# PROBLEM TO WORK ON
Pull out, word for word, the lines starting at the one containing "the white wooden" and ending at the one containing "x=492, y=422", both included.

# WORKING DATA
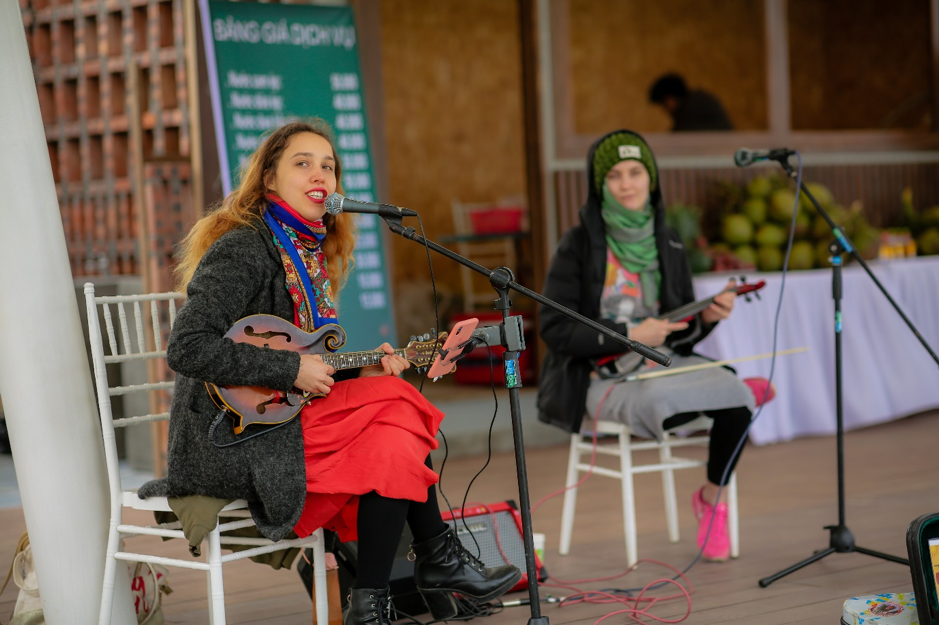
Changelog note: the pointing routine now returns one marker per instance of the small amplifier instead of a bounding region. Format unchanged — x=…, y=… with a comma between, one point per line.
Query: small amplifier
x=497, y=528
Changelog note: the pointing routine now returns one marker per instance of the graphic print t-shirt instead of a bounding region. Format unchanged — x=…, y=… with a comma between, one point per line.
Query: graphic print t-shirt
x=621, y=302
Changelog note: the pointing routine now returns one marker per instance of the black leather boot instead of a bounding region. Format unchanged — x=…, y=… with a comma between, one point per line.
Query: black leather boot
x=369, y=606
x=442, y=566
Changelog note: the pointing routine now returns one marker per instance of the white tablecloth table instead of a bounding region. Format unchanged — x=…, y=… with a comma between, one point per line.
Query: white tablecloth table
x=887, y=374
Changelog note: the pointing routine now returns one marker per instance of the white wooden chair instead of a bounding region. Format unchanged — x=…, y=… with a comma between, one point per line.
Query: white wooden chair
x=141, y=337
x=582, y=444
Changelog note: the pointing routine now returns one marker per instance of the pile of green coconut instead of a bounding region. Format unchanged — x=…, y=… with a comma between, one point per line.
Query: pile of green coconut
x=755, y=228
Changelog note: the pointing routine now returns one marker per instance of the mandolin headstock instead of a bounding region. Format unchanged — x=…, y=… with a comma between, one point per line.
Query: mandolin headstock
x=745, y=289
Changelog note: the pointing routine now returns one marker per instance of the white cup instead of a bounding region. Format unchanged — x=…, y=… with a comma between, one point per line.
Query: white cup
x=538, y=540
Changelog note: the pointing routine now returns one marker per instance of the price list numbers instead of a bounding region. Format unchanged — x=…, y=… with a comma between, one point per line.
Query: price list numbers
x=352, y=144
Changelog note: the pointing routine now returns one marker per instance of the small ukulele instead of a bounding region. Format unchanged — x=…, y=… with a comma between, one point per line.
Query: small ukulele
x=249, y=405
x=606, y=366
x=686, y=312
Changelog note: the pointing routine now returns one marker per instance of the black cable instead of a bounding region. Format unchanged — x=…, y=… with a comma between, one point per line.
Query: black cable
x=492, y=422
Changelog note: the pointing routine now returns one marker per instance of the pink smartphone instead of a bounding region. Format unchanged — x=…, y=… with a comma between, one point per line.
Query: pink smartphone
x=458, y=337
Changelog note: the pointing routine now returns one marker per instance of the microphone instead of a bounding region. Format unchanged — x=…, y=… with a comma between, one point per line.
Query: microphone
x=745, y=157
x=336, y=203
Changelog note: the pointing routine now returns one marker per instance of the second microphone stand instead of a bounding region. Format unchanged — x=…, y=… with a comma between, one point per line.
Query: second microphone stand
x=841, y=540
x=512, y=339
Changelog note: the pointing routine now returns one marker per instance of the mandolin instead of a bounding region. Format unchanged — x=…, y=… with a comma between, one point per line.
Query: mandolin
x=607, y=366
x=250, y=405
x=686, y=312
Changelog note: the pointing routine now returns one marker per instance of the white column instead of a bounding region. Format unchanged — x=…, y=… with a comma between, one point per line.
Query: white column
x=44, y=376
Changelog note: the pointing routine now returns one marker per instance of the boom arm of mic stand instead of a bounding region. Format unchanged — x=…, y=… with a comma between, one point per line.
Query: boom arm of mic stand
x=395, y=225
x=850, y=249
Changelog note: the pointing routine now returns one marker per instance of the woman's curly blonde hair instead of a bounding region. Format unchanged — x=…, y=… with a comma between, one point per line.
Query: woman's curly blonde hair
x=246, y=203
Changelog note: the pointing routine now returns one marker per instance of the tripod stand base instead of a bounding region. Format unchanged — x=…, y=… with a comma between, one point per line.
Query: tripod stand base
x=841, y=541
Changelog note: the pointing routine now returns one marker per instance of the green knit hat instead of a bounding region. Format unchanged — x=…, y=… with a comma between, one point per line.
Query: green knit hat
x=622, y=146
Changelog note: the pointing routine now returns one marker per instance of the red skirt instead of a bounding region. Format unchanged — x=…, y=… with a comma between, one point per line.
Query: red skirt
x=368, y=434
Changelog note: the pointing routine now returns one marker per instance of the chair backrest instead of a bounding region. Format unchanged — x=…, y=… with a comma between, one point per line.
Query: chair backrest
x=135, y=329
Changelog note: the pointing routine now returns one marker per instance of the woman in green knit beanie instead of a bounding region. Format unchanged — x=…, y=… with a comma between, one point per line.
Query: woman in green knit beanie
x=623, y=267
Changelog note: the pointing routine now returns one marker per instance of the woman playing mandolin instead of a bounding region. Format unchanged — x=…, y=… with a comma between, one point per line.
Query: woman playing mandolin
x=356, y=460
x=622, y=267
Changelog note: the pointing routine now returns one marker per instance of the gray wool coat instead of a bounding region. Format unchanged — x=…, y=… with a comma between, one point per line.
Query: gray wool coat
x=241, y=274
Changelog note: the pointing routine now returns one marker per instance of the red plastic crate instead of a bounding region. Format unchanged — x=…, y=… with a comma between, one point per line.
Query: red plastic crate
x=497, y=220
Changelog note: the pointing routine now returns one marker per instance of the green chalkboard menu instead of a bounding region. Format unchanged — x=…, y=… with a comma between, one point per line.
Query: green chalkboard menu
x=271, y=63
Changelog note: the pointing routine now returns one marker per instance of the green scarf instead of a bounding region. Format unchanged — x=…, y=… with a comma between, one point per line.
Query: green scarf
x=631, y=236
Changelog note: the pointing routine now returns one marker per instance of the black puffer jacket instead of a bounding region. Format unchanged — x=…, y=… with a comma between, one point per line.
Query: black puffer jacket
x=575, y=279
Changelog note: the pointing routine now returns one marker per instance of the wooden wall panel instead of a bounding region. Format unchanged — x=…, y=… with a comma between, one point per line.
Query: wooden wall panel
x=619, y=47
x=858, y=64
x=453, y=127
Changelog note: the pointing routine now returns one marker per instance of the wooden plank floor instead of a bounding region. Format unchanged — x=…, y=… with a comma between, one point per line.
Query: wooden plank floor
x=787, y=493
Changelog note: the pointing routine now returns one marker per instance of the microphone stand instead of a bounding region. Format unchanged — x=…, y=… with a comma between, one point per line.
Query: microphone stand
x=841, y=539
x=513, y=340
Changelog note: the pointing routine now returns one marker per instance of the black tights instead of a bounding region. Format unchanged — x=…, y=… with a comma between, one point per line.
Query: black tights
x=380, y=524
x=729, y=426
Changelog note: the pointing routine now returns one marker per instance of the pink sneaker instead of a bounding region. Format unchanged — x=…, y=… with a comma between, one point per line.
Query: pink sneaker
x=717, y=548
x=761, y=393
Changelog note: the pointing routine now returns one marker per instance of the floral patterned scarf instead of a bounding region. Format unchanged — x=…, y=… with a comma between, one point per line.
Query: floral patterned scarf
x=300, y=244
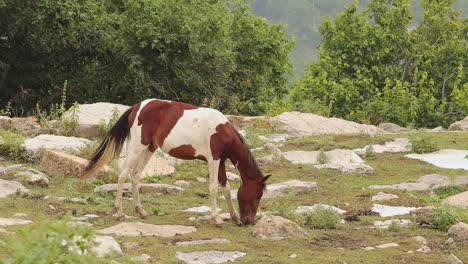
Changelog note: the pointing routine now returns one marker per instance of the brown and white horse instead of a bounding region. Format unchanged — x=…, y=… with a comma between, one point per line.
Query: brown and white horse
x=187, y=132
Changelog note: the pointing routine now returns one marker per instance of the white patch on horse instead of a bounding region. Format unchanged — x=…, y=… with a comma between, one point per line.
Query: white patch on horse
x=195, y=128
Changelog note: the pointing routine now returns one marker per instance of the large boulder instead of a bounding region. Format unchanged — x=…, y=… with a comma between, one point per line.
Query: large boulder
x=11, y=187
x=461, y=125
x=276, y=228
x=459, y=231
x=66, y=165
x=90, y=115
x=61, y=143
x=306, y=124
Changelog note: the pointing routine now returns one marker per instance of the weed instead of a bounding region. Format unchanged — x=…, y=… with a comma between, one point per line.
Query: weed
x=444, y=217
x=152, y=179
x=323, y=157
x=423, y=143
x=51, y=242
x=13, y=145
x=322, y=218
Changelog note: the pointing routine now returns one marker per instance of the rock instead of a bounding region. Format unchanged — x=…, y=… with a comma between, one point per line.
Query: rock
x=459, y=231
x=200, y=209
x=386, y=224
x=131, y=245
x=183, y=184
x=156, y=188
x=388, y=245
x=66, y=165
x=106, y=245
x=212, y=256
x=303, y=210
x=392, y=128
x=90, y=115
x=305, y=124
x=381, y=196
x=141, y=258
x=452, y=259
x=460, y=199
x=202, y=242
x=340, y=159
x=14, y=221
x=445, y=158
x=386, y=210
x=10, y=187
x=394, y=146
x=232, y=176
x=276, y=228
x=244, y=122
x=461, y=125
x=224, y=217
x=428, y=182
x=60, y=143
x=143, y=229
x=266, y=160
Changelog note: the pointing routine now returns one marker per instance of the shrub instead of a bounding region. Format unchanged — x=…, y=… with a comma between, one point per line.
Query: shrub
x=423, y=143
x=49, y=242
x=322, y=218
x=12, y=145
x=444, y=217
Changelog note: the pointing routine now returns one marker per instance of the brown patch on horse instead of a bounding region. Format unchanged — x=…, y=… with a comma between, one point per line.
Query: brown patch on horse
x=185, y=152
x=158, y=118
x=132, y=116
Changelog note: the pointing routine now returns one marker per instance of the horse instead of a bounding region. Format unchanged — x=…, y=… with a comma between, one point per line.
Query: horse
x=187, y=132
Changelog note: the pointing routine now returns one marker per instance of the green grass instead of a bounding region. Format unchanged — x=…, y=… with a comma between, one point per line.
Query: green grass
x=346, y=191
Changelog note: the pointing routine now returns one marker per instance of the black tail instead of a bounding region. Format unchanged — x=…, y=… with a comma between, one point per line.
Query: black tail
x=110, y=147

# REPLY TO THE TASK
Changelog note: the pointing routine now returns one marker per instance of the white wooden chair instead of a bounding region. Format unchanged — x=…, y=… with a comma between, one point per line.
Query: white wooden chair
x=141, y=337
x=582, y=444
Changelog note: the pointing routine now returns one marker per instance of the pile of green coconut instead of a bounding region. Format unchanged — x=…, y=… with a comma between, one point per line.
Query: pile of green coconut
x=755, y=228
Changelog note: the pointing routine now returns one marker per instance of the mandolin headstock instead of a bounding region. Format unchanged — x=…, y=… with a comma between, one point per line.
Query: mandolin headstock
x=745, y=289
Changelog note: the pointing routine now returns one marker per instance of the white cup instead of a bounding region. Format unchanged — x=…, y=… with a comma between, one point per line.
Query: white cup
x=538, y=540
Changelog note: the pointing routine now returns one marker per instance of the price list numbers instead of a bounding region. Format unchanged — x=…, y=… with a comma between, one point per line.
Query: price list numbers
x=352, y=144
Changelog note: the pointing routine now returns one marker per instance of the small ukulele instead of a bounding region. Format unchanged — x=…, y=… with a comma between, one point per line.
Query: small ukulele
x=249, y=405
x=606, y=366
x=686, y=312
Changelog note: the pointing routine now returns one marker per instance of the black cable instead of a bounding region. Format unchanged — x=…, y=… with a comma between, one point per line.
Query: black cable
x=492, y=422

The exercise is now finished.